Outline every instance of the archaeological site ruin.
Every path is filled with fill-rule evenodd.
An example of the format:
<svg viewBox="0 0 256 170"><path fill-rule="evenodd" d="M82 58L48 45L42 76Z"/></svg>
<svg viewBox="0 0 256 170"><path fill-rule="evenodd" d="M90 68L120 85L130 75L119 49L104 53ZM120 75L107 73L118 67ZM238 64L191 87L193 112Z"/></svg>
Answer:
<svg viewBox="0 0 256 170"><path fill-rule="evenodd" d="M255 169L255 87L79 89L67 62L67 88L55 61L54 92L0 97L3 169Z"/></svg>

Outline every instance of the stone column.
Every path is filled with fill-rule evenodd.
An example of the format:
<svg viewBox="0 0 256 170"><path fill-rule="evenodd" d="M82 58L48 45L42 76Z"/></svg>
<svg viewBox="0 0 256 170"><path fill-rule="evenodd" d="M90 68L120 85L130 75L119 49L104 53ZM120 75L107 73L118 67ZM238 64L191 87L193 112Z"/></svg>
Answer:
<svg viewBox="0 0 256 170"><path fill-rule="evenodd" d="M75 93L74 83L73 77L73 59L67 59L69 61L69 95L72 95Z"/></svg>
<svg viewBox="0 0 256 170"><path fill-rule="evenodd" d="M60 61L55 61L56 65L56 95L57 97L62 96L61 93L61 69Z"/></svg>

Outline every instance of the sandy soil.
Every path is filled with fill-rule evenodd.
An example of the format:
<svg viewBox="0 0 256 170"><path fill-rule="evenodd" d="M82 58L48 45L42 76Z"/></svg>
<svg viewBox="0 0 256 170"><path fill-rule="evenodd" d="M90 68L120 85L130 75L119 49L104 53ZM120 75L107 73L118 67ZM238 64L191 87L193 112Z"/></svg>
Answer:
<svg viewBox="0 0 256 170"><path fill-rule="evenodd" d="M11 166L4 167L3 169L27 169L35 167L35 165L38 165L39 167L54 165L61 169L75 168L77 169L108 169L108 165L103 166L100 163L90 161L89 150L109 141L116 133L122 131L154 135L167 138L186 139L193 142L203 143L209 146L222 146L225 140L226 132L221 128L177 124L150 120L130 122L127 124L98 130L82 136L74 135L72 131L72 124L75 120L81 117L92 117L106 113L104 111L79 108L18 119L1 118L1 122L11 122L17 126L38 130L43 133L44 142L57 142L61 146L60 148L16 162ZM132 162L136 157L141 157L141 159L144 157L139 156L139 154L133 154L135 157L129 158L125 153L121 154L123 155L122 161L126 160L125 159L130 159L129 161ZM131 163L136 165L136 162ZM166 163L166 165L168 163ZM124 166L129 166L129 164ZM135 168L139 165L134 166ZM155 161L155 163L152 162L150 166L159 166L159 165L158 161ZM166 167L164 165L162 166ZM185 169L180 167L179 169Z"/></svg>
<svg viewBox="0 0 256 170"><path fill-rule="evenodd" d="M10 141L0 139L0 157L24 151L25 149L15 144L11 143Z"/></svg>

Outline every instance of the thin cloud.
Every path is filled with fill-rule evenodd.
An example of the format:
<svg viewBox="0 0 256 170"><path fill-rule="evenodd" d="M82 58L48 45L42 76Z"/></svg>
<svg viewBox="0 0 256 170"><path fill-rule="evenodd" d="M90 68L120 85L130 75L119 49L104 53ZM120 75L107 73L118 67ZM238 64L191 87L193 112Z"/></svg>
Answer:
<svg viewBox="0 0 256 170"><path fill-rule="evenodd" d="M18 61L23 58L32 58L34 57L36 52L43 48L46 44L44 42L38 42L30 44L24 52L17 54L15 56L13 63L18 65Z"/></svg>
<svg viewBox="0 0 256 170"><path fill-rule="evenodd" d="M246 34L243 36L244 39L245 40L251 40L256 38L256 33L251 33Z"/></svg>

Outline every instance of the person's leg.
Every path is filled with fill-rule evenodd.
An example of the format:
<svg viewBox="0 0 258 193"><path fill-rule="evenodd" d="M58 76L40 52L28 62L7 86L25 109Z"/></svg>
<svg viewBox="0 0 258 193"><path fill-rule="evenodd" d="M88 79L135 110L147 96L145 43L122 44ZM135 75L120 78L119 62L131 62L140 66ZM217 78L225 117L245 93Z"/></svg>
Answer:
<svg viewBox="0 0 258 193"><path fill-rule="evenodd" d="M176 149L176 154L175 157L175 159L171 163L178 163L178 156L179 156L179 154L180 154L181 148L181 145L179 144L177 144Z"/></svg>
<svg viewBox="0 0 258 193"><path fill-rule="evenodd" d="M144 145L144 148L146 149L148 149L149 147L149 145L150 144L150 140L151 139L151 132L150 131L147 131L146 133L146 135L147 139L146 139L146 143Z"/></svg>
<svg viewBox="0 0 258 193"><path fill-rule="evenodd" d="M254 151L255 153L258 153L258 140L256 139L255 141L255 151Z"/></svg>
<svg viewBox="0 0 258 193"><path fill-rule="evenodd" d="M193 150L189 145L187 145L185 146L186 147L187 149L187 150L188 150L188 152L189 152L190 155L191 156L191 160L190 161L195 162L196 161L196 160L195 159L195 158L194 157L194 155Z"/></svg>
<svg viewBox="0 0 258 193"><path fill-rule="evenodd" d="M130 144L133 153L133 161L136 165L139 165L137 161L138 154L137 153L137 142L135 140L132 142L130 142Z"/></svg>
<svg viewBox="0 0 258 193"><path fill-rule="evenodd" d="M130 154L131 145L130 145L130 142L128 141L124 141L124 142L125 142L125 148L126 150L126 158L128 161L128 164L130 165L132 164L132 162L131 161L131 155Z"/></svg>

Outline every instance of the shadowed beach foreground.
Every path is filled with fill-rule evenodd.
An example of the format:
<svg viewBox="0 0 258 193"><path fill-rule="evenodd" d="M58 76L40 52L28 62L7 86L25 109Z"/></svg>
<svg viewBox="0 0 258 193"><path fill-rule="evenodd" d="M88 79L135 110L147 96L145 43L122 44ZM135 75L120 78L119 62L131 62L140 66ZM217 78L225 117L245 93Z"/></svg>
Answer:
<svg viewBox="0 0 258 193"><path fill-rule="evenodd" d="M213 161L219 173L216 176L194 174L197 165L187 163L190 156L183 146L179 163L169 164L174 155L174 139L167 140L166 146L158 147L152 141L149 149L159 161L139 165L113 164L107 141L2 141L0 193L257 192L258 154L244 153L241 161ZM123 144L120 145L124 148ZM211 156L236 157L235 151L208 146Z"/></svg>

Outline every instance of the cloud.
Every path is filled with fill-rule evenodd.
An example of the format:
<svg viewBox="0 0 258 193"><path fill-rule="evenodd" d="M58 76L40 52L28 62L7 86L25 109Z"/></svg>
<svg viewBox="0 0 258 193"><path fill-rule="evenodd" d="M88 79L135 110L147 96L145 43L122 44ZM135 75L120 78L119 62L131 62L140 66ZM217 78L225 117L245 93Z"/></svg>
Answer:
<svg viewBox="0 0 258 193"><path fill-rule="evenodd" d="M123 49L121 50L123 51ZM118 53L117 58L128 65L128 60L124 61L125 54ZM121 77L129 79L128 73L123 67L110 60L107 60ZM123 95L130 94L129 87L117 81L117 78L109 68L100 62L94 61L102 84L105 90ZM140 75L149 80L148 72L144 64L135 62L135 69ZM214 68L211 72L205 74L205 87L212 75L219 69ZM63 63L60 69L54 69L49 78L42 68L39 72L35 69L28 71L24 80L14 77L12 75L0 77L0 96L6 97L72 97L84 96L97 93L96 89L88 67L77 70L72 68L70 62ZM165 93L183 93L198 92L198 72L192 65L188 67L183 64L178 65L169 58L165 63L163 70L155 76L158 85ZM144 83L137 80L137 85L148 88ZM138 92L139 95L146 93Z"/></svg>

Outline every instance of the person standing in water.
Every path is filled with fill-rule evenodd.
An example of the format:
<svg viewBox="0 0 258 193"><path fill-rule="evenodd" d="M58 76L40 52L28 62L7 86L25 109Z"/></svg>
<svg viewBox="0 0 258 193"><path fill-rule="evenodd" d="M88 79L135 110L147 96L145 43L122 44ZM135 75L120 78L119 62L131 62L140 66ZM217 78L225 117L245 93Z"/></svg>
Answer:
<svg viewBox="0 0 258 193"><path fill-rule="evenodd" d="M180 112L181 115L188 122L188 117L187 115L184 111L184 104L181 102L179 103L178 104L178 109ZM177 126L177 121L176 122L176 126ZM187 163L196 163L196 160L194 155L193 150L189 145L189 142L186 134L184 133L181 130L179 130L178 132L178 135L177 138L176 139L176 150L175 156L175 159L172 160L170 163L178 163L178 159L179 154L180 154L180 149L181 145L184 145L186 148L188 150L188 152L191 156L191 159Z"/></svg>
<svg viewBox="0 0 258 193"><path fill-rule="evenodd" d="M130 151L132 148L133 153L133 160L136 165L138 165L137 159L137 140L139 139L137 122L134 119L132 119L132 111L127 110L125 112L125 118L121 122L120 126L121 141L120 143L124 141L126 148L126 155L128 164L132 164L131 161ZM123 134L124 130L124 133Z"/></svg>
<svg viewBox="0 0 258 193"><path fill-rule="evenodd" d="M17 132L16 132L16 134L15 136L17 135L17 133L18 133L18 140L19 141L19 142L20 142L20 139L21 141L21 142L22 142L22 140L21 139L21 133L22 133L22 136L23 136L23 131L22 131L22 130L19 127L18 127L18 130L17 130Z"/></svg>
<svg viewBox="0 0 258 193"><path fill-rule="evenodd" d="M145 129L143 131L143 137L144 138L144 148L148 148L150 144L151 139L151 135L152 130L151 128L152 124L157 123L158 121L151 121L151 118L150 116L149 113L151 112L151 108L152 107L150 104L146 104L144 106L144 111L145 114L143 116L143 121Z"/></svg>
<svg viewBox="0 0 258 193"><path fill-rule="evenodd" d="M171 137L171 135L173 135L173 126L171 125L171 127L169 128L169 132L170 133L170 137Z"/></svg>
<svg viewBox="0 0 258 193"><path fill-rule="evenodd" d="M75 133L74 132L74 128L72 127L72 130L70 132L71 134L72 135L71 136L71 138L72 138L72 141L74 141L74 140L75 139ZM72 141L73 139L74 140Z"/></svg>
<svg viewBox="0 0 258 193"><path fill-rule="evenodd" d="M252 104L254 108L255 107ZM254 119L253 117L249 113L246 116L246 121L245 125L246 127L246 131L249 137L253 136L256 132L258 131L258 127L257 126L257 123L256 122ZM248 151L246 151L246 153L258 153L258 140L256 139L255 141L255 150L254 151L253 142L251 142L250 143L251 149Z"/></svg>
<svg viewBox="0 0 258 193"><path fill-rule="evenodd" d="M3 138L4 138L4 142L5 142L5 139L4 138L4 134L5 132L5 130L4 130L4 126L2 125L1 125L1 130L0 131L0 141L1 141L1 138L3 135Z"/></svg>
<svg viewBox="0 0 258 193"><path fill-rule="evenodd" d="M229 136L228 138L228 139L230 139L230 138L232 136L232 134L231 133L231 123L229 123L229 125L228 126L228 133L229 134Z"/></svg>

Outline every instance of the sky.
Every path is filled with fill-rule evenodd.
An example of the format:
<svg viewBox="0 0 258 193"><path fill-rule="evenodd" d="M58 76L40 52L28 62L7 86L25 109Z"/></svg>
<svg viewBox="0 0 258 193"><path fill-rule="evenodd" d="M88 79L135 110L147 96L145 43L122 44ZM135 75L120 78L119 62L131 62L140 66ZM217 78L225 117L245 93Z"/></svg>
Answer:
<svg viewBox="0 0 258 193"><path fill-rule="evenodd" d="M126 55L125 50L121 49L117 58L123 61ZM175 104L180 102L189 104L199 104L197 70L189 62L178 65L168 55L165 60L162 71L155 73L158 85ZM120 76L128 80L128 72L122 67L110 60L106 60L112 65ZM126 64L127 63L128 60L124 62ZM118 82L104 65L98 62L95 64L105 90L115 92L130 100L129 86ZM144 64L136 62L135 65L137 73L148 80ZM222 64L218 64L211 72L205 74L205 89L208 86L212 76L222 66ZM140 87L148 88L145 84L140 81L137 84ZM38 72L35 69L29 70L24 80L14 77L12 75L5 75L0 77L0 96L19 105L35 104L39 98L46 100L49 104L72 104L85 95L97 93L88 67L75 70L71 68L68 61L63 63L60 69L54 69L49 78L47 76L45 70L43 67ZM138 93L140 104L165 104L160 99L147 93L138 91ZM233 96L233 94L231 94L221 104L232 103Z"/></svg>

== WHAT YOU ARE ASKED TO DO ==
Transcribe exactly the line containing "Outline every instance of the sky." and all remaining lines of the material, ending with the last one.

== FINISHED TASK ==
Outline every instance of the sky.
Every path is filled with fill-rule evenodd.
An example of the format:
<svg viewBox="0 0 258 193"><path fill-rule="evenodd" d="M58 76L40 52L28 62L7 86L25 109Z"/></svg>
<svg viewBox="0 0 258 193"><path fill-rule="evenodd" d="M88 79L135 110L147 96L145 43L122 44ZM135 75L120 78L119 62L131 62L140 66ZM217 78L225 117L245 93Z"/></svg>
Answer:
<svg viewBox="0 0 258 193"><path fill-rule="evenodd" d="M126 55L125 50L121 49L117 58L123 61ZM175 104L180 102L189 104L199 104L197 70L189 62L178 65L168 55L165 60L162 71L155 73L158 85ZM120 76L128 80L128 72L122 67L110 60L106 60L112 65ZM126 64L127 63L128 60L124 62ZM118 82L104 65L98 62L95 64L105 90L115 92L130 100L129 86ZM144 64L136 62L135 65L137 73L148 80ZM222 64L218 64L211 72L205 74L205 89L208 86L212 76L222 66ZM140 87L148 88L145 84L140 81L137 84ZM38 72L35 69L29 70L24 80L14 77L12 75L5 75L0 77L0 96L19 105L35 104L39 98L46 100L49 104L72 104L85 95L97 93L88 67L75 70L71 68L68 61L63 63L60 69L54 69L49 78L47 76L45 70L43 67ZM138 93L140 104L165 104L160 99L147 93L138 91ZM233 96L233 94L231 94L221 104L232 103Z"/></svg>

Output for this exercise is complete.